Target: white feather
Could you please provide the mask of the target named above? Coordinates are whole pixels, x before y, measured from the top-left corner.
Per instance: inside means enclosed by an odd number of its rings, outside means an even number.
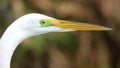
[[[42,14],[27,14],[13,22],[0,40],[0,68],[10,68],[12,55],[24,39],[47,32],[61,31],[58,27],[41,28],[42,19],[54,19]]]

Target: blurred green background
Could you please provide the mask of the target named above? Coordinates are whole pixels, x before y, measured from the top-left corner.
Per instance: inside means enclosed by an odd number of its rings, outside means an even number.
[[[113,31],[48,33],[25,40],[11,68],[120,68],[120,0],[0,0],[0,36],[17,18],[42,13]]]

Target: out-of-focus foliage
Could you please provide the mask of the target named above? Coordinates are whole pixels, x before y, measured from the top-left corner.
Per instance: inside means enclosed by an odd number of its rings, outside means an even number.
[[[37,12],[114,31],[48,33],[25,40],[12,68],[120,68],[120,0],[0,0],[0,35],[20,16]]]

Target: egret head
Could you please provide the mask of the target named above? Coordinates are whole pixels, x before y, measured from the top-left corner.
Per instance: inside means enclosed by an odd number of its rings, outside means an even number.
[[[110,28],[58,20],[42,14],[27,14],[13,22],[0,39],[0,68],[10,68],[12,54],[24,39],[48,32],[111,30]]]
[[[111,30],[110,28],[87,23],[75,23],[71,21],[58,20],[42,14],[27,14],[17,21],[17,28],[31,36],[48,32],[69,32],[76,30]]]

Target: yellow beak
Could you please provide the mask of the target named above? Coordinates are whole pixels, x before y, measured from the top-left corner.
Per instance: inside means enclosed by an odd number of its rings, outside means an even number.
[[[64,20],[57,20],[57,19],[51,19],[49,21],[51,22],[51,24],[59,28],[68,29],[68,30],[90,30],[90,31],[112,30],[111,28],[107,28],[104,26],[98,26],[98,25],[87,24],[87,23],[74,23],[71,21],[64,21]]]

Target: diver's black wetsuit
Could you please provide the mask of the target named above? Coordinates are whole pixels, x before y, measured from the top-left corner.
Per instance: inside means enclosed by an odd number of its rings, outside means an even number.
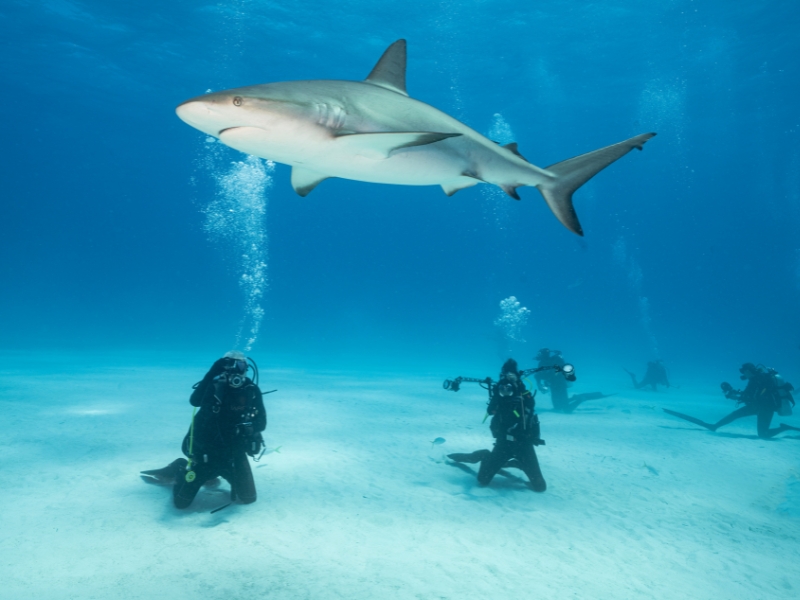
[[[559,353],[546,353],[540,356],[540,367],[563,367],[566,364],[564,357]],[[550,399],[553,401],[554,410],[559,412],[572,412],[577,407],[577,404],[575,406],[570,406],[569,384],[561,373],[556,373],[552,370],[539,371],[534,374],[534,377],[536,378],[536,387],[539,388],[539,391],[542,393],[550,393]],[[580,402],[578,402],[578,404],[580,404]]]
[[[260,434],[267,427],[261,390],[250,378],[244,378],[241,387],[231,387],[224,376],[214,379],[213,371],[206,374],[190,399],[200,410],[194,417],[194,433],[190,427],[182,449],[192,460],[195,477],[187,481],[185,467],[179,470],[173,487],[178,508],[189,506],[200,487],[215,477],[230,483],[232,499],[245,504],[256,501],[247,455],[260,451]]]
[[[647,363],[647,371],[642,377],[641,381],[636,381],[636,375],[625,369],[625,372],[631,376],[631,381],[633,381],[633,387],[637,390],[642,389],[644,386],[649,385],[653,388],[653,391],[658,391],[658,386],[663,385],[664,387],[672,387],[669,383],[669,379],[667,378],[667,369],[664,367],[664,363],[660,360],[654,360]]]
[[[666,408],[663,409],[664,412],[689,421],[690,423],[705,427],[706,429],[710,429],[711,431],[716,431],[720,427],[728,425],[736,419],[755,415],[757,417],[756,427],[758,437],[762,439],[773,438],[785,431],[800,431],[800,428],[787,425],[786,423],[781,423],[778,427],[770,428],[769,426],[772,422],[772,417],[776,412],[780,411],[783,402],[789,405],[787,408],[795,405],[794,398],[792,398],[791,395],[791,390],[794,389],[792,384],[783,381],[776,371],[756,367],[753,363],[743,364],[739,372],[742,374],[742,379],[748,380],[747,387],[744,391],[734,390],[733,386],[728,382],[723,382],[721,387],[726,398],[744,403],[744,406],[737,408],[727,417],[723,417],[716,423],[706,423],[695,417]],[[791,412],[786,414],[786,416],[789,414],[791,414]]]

▸ EXERCISE DIRECTIONS
Print the complete listing exactly as it stands, without its pictures.

▸ TASK RESPONSE
Target: white feather
Could you please provide the mask of the target named above? Coordinates are whole pixels, x before y, measured from the top-left corner.
Per instance: inside means enclosed by an odd number of its rings, outside means an even number.
[[[42,14],[27,14],[13,22],[0,40],[0,68],[10,68],[12,55],[24,39],[47,32],[61,31],[58,27],[41,28],[42,19],[54,19]]]

Target: blurred green background
Could you please provide the mask of the target named above? Coordinates are whole pixels, x before y, measured from the top-left corner.
Per instance: inside means enclosed by an odd number of its rings, outside means an even number.
[[[113,31],[48,33],[25,40],[11,68],[120,68],[120,0],[0,0],[0,36],[17,18],[42,13]]]

Target: out-of-focus foliage
Could you please provide the mask of the target named above? Coordinates are whole pixels, x before y, measured from the top-left corner.
Per instance: inside means enclosed by an odd number of its rings, outside means an even number.
[[[37,12],[114,31],[48,33],[25,40],[12,68],[120,68],[120,0],[0,0],[0,35],[20,16]]]

Target: egret head
Could you please provide the mask of the target named above? Coordinates are whole pixels, x before y, measured from the top-left corner.
Per instance: inside means enclosed by an odd number of its rings, outside means an even number.
[[[110,28],[58,20],[42,14],[27,14],[13,22],[0,39],[0,68],[10,68],[12,54],[24,39],[48,32],[111,30]]]
[[[111,30],[110,28],[87,23],[75,23],[71,21],[58,20],[42,14],[27,14],[17,21],[17,28],[31,36],[48,32],[69,32],[76,30]]]

Target: yellow beak
Could you please provide the mask of the target named above? Coordinates are whole pixels, x before y, measured from the top-left corner.
Per instance: inside means enclosed by an odd number of its rings, outside means an even number.
[[[64,20],[57,20],[57,19],[51,19],[49,21],[51,22],[51,24],[59,28],[68,29],[68,30],[90,30],[90,31],[112,30],[111,28],[107,28],[104,26],[98,26],[98,25],[87,24],[87,23],[74,23],[71,21],[64,21]]]

Target: diver's black wetsuit
Could you please provide the mask of the target named above? Coordinates are whole pixels, x before y, measured from the top-left corner.
Per instance: inside means enclosed by an odd number of its rings, outside means an even number.
[[[559,353],[546,353],[540,356],[540,367],[563,367],[566,364],[564,357]],[[550,399],[553,401],[554,410],[559,412],[572,412],[577,407],[577,404],[575,406],[570,406],[569,384],[561,373],[556,373],[552,370],[539,371],[534,374],[534,377],[536,378],[536,387],[539,388],[539,391],[542,393],[550,393]],[[580,402],[578,402],[578,404],[580,404]]]
[[[260,434],[267,427],[261,390],[250,378],[244,378],[241,387],[231,387],[224,376],[214,379],[213,371],[206,374],[190,399],[200,410],[194,417],[194,433],[190,427],[182,449],[192,460],[195,477],[187,481],[185,467],[179,470],[173,487],[178,508],[189,506],[200,487],[215,477],[230,483],[232,499],[245,504],[256,501],[247,455],[260,451]]]
[[[647,363],[647,371],[642,377],[641,381],[636,381],[636,375],[625,369],[625,372],[631,376],[631,381],[633,381],[633,387],[637,390],[642,389],[644,386],[649,385],[653,388],[653,391],[658,391],[658,386],[663,385],[664,387],[672,387],[669,383],[669,379],[667,378],[667,369],[664,367],[664,363],[660,360],[654,360]]]
[[[666,408],[663,409],[664,412],[689,421],[690,423],[705,427],[706,429],[710,429],[711,431],[716,431],[720,427],[728,425],[736,419],[755,415],[757,417],[756,427],[758,437],[762,439],[773,438],[785,431],[800,431],[800,428],[787,425],[786,423],[781,423],[778,427],[770,428],[769,426],[772,422],[772,417],[776,412],[780,411],[783,402],[789,405],[787,408],[795,405],[794,398],[792,398],[791,395],[791,390],[794,389],[792,384],[783,381],[776,371],[756,367],[753,363],[743,364],[739,372],[742,374],[742,379],[748,380],[747,387],[744,391],[734,390],[733,386],[728,382],[723,382],[721,387],[726,398],[744,403],[744,406],[737,408],[727,417],[723,417],[716,423],[706,423],[695,417]],[[791,412],[786,414],[786,416],[789,414],[791,414]]]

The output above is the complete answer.